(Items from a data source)
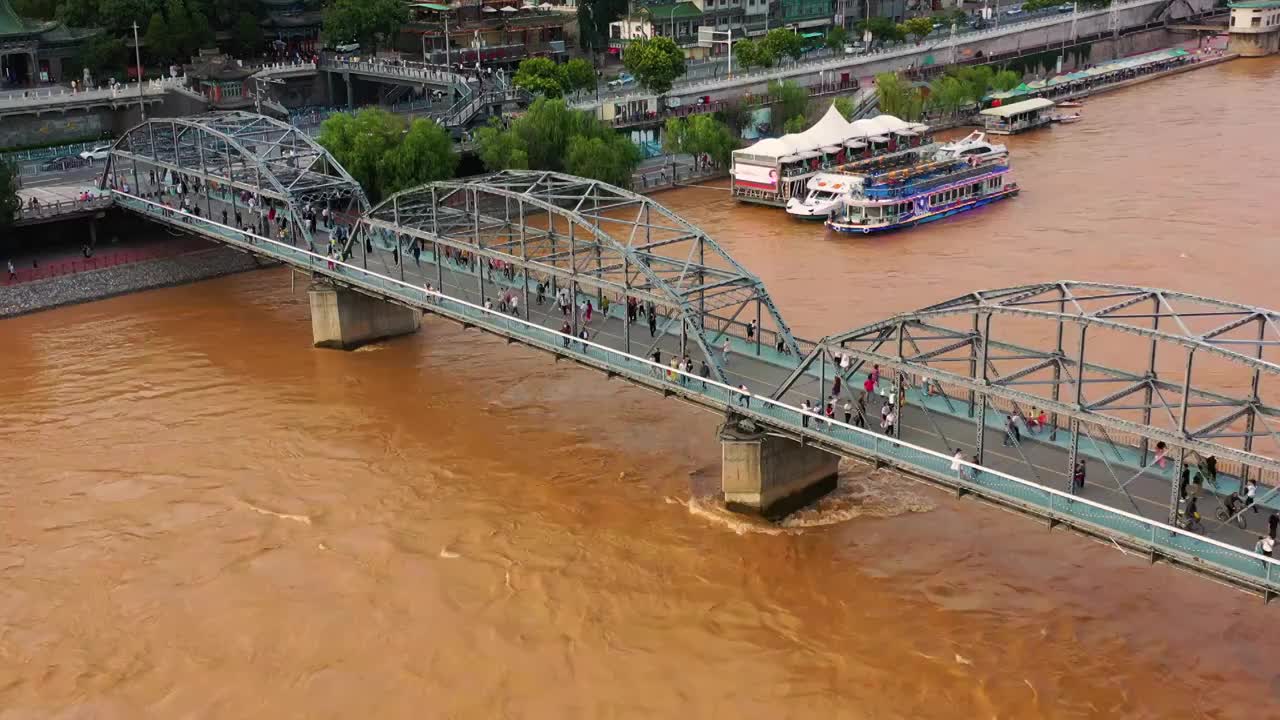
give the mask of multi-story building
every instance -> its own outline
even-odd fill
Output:
[[[709,27],[744,37],[748,7],[767,7],[768,0],[692,0],[653,2],[632,0],[627,16],[609,25],[609,45],[621,50],[632,40],[669,37],[685,48],[690,57],[703,57],[710,50],[698,46],[698,28]],[[763,24],[763,23],[762,23]]]
[[[795,30],[830,27],[835,16],[832,0],[781,0],[779,5],[781,24]]]

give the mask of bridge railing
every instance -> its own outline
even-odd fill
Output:
[[[317,275],[333,278],[390,301],[423,308],[508,337],[516,337],[526,344],[568,355],[583,364],[624,376],[640,385],[696,398],[702,404],[803,435],[809,442],[824,449],[879,460],[915,475],[1049,517],[1129,547],[1141,548],[1153,553],[1153,556],[1163,555],[1264,592],[1280,592],[1280,561],[1249,550],[838,420],[828,420],[747,390],[659,365],[589,339],[575,338],[519,317],[450,297],[437,289],[407,283],[288,243],[237,230],[180,210],[164,208],[150,200],[118,191],[115,195],[124,207],[157,217],[161,222],[177,221],[224,242],[306,268]]]
[[[98,195],[84,200],[60,200],[52,203],[41,203],[36,206],[23,205],[14,213],[15,220],[38,220],[57,217],[86,210],[104,210],[111,207],[110,195]]]
[[[143,83],[142,95],[144,97],[163,95],[175,87],[185,86],[186,82],[186,76],[163,78],[160,80],[147,80]],[[29,90],[22,95],[12,94],[0,97],[0,110],[60,103],[92,102],[99,100],[119,100],[129,102],[137,99],[138,85],[136,83],[131,85],[117,85],[114,88],[104,88],[101,90],[76,90],[75,92],[72,92],[69,88],[57,87],[44,90]]]

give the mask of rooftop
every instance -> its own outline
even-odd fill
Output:
[[[1245,0],[1245,2],[1227,3],[1232,10],[1266,10],[1280,8],[1280,0]]]
[[[1009,103],[1008,105],[1001,105],[1000,107],[987,108],[986,110],[983,110],[981,114],[991,117],[1007,118],[1011,115],[1017,115],[1024,112],[1035,112],[1036,110],[1044,110],[1045,108],[1051,108],[1053,106],[1054,102],[1052,100],[1032,98],[1031,100]]]

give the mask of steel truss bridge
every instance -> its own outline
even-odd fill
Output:
[[[187,210],[174,194],[184,181]],[[726,422],[893,466],[1266,598],[1280,593],[1280,563],[1252,552],[1280,507],[1273,311],[1053,282],[969,293],[808,341],[792,335],[759,278],[648,197],[506,171],[370,207],[326,150],[246,113],[135,127],[113,149],[102,186],[123,209],[316,282],[420,308]],[[310,231],[308,206],[333,211],[346,241],[323,226]],[[556,306],[562,290],[580,307],[591,303],[590,321]],[[627,297],[653,308],[652,325],[628,321]],[[693,372],[669,366],[680,356]],[[881,380],[867,394],[873,368]],[[805,412],[802,403],[821,408],[831,398],[837,377],[835,418]],[[886,435],[877,430],[889,398],[898,421]],[[1008,413],[1040,411],[1038,432],[1006,433]],[[1083,488],[1072,481],[1081,461]],[[1215,517],[1245,480],[1260,483],[1263,512]],[[1181,527],[1192,498],[1202,528]]]

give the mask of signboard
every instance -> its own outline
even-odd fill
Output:
[[[716,40],[716,29],[712,25],[698,26],[698,47],[709,48]]]
[[[733,184],[774,192],[778,189],[778,171],[771,167],[734,163]]]

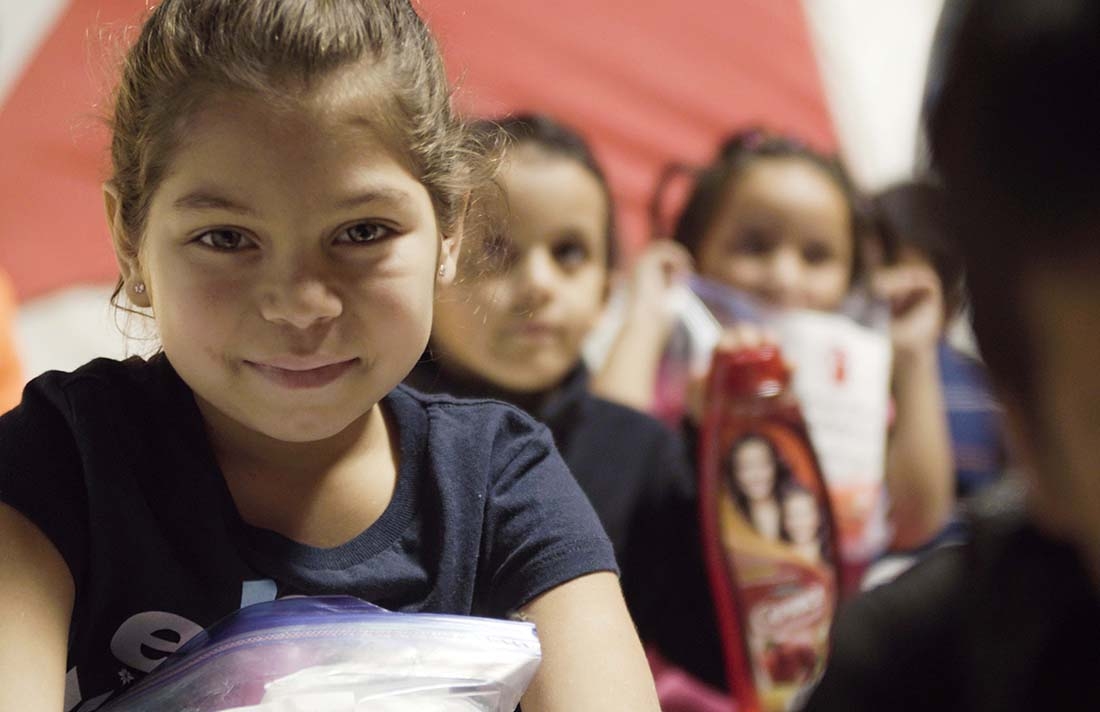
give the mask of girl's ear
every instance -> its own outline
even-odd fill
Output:
[[[114,183],[103,184],[103,208],[107,213],[107,226],[111,230],[111,243],[115,248],[115,261],[122,274],[122,286],[126,298],[136,307],[150,307],[149,290],[134,252],[122,225],[122,200]]]
[[[462,248],[462,236],[466,227],[466,211],[469,209],[470,196],[462,201],[462,210],[454,227],[443,235],[439,246],[439,267],[436,272],[436,282],[448,285],[454,282],[458,272],[458,254]]]

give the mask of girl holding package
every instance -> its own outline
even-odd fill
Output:
[[[406,0],[165,0],[104,187],[149,361],[0,419],[0,709],[97,706],[275,595],[521,615],[537,710],[655,710],[611,547],[549,432],[400,385],[476,234],[483,147]]]
[[[594,381],[597,392],[647,410],[672,328],[667,290],[675,277],[702,277],[783,308],[839,310],[869,281],[892,311],[895,417],[886,486],[893,546],[920,547],[943,530],[953,506],[950,441],[936,346],[942,315],[931,268],[864,265],[855,190],[843,166],[791,139],[759,130],[735,134],[694,183],[673,231],[641,256],[627,318]],[[643,315],[645,315],[643,317]],[[755,346],[759,329],[735,329],[723,348]]]

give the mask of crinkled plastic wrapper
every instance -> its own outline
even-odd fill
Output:
[[[709,370],[723,328],[751,323],[774,332],[793,366],[792,388],[828,483],[851,592],[892,536],[885,491],[888,306],[857,290],[835,313],[776,309],[699,277],[675,300],[679,319],[661,363],[658,415],[671,423],[683,416],[688,384]]]
[[[102,709],[512,712],[540,659],[530,623],[285,598],[226,617]]]

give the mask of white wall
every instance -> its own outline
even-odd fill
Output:
[[[0,0],[0,103],[68,0]]]
[[[15,343],[23,372],[71,371],[97,356],[125,358],[155,350],[147,320],[110,305],[114,284],[71,287],[22,304]]]
[[[856,183],[912,175],[943,0],[803,0],[841,151]]]

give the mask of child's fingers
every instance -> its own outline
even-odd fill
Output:
[[[670,287],[692,271],[691,255],[678,243],[658,240],[646,248],[631,270],[632,300],[660,308]]]
[[[638,269],[655,270],[666,279],[678,278],[693,269],[691,253],[672,240],[657,240],[638,258]]]
[[[871,288],[876,297],[890,303],[894,314],[904,313],[927,299],[938,299],[940,291],[936,273],[923,265],[879,270]]]
[[[939,283],[935,270],[923,264],[884,267],[875,272],[871,289],[877,296],[889,298],[914,289],[929,288]]]
[[[727,327],[718,339],[718,348],[723,351],[741,351],[761,346],[774,346],[779,338],[774,331],[758,324],[742,323]]]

Aim of the exercise:
Where in the entries above does the word "give" appear? Copy each line that has it.

Your response:
give the mask of multi-story building
give the mask of bridge railing
give the mask of rooftop
give the mask of steel truss bridge
give the mask of signboard
give the mask of girl's ear
give the mask of girl holding package
give the mask of crinkled plastic wrapper
give the mask of white wall
give the mask of child's fingers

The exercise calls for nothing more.